## [Task details]
Each line from the one holding "[tag] plastic water" to the end of the data below must be output verbatim, with no other lines.

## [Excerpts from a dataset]
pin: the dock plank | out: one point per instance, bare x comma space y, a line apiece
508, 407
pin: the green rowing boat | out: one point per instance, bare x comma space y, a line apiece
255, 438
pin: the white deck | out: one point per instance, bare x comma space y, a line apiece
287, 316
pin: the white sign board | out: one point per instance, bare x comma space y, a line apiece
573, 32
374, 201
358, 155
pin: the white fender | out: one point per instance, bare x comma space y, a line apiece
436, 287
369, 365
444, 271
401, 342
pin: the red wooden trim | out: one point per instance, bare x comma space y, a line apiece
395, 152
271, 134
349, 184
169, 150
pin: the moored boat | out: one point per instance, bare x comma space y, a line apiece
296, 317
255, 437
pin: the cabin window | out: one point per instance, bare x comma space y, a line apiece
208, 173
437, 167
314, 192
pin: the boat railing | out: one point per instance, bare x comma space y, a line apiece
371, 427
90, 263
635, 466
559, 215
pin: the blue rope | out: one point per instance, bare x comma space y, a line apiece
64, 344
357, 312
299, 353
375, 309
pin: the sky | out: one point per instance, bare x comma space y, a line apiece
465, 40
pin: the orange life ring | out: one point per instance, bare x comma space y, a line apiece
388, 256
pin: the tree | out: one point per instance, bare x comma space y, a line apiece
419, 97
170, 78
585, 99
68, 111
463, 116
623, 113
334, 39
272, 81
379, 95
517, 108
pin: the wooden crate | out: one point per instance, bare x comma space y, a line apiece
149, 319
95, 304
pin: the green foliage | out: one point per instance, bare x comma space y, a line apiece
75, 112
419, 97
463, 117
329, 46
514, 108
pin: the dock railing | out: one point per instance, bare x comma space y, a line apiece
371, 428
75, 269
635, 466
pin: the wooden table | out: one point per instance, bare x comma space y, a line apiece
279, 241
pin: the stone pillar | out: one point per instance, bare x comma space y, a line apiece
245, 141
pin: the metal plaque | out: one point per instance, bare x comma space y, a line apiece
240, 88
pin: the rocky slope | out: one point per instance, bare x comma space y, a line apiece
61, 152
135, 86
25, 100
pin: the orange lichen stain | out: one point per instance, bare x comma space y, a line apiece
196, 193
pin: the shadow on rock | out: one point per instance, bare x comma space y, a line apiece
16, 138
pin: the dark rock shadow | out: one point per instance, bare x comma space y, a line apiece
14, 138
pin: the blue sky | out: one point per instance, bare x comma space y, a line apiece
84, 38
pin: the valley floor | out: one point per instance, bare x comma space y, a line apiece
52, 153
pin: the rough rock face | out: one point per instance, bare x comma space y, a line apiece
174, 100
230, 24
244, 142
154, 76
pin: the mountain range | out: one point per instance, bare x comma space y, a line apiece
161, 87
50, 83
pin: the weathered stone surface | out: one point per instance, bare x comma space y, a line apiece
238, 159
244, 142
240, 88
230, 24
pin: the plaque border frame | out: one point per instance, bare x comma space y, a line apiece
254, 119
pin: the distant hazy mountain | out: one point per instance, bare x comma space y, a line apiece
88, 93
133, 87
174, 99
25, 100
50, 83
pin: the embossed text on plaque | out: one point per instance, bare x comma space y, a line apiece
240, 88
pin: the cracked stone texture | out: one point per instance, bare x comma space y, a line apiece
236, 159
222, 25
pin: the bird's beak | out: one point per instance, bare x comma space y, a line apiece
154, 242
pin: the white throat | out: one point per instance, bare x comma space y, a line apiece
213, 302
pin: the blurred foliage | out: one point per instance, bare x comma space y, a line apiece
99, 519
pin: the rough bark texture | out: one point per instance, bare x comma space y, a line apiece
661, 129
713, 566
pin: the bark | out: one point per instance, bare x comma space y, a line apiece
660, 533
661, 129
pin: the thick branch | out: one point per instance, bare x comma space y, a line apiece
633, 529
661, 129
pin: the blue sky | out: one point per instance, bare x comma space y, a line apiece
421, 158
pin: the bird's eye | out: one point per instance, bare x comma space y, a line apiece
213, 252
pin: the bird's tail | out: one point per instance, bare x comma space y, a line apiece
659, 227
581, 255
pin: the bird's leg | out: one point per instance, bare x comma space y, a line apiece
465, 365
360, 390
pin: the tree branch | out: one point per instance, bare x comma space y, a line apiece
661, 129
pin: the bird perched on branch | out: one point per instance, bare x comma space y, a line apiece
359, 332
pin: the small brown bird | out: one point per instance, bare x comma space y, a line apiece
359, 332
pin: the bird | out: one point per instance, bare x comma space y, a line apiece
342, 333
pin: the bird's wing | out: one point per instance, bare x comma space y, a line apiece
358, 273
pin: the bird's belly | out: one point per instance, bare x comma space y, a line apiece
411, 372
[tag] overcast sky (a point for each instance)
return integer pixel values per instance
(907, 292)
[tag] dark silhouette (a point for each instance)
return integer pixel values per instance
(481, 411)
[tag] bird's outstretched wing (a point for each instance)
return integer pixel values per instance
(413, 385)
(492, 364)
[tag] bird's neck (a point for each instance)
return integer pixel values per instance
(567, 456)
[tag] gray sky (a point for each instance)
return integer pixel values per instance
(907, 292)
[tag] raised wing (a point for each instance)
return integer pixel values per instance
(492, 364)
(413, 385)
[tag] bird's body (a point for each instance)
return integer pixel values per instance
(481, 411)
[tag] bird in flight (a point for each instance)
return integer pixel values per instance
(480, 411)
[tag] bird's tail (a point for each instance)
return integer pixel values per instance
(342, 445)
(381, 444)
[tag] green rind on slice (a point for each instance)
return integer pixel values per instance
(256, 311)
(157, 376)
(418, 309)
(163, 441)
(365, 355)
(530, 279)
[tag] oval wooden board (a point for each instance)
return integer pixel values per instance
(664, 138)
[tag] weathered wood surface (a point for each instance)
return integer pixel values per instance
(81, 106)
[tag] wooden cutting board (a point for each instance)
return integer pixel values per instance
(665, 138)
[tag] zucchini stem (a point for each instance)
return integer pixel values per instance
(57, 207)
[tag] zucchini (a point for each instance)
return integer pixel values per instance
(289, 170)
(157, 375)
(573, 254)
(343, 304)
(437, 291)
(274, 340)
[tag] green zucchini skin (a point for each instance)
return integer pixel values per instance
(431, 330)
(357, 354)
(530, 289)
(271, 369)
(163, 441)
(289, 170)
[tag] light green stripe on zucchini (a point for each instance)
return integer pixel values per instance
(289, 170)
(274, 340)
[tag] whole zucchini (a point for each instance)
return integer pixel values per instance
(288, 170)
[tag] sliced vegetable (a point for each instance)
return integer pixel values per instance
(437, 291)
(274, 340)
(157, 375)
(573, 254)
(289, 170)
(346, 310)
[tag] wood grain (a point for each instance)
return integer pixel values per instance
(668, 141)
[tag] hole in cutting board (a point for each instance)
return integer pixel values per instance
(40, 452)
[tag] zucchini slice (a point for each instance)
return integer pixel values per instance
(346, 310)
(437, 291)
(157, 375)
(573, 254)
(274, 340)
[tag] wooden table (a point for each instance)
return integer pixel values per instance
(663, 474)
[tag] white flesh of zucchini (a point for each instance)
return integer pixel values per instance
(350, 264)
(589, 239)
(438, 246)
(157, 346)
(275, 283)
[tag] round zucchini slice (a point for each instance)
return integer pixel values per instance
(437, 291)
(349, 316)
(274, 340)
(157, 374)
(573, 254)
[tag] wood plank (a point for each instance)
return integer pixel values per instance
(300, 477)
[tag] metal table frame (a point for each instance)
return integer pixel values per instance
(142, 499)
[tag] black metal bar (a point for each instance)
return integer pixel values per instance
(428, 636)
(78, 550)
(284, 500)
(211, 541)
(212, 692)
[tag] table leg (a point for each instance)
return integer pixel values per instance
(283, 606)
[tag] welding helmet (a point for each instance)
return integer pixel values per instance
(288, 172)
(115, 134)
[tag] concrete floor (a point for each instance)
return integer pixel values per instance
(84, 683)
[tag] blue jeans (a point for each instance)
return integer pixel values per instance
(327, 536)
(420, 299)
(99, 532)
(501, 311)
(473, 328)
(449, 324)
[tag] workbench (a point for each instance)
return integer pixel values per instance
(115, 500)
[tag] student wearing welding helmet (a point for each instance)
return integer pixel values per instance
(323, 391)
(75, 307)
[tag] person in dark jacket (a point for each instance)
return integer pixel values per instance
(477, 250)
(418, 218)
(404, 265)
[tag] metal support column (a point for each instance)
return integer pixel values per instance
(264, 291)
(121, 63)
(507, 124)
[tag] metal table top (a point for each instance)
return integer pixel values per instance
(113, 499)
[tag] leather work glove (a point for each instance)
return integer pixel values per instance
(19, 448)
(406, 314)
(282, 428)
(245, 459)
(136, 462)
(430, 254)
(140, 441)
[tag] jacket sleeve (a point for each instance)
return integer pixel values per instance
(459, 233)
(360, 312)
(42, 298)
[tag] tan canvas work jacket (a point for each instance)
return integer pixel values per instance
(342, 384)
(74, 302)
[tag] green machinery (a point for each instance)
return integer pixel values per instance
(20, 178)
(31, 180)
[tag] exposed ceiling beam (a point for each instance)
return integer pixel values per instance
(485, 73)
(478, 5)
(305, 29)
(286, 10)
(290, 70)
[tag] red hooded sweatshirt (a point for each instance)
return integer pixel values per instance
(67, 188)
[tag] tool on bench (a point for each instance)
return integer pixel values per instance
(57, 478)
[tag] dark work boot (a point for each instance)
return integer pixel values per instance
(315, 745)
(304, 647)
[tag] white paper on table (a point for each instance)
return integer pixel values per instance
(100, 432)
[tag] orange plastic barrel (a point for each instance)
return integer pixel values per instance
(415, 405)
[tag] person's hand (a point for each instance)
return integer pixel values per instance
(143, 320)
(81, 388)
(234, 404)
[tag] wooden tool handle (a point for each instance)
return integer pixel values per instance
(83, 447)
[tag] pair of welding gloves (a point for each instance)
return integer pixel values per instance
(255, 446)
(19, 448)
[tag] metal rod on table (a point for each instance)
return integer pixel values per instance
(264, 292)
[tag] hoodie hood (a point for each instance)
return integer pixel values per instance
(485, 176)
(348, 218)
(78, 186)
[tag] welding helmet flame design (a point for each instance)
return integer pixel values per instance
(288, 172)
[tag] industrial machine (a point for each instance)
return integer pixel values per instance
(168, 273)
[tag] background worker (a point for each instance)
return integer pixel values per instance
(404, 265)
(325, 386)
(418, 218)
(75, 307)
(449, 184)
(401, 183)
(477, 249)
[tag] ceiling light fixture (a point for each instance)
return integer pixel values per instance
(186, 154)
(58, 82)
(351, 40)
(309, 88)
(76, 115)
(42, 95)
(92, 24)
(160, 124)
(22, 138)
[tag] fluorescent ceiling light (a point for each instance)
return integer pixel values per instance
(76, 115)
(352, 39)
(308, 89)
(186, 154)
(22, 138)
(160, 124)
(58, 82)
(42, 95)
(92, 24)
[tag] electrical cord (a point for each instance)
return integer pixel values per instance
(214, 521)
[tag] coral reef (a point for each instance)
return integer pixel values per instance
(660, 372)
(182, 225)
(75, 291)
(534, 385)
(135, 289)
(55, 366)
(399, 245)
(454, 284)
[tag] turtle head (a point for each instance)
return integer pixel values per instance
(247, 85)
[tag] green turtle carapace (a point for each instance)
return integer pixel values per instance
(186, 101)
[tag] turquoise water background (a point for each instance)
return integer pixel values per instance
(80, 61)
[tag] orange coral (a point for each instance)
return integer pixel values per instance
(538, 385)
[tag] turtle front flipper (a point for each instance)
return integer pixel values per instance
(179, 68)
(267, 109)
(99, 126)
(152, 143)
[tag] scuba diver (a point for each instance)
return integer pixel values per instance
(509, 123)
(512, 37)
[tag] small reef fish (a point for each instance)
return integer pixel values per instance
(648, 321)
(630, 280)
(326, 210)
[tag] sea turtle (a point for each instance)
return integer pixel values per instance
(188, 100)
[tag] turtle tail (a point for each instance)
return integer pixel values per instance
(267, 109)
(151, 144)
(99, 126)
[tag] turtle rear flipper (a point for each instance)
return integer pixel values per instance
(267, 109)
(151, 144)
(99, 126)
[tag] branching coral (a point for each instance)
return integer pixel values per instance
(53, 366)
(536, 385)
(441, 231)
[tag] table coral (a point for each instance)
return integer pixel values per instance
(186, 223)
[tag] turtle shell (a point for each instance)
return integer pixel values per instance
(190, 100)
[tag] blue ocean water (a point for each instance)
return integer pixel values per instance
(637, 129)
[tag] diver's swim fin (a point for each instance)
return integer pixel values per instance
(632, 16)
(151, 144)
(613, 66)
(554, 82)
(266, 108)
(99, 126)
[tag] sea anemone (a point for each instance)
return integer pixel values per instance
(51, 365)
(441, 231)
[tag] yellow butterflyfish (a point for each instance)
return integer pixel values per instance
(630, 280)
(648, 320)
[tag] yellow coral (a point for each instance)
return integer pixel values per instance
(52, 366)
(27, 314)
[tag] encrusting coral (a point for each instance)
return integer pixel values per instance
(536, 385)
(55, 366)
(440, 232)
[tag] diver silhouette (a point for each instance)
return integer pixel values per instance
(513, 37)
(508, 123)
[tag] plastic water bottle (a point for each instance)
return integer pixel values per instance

## [Response to this task]
[tag] plastic water bottle (a point for each instance)
return integer pixel values per instance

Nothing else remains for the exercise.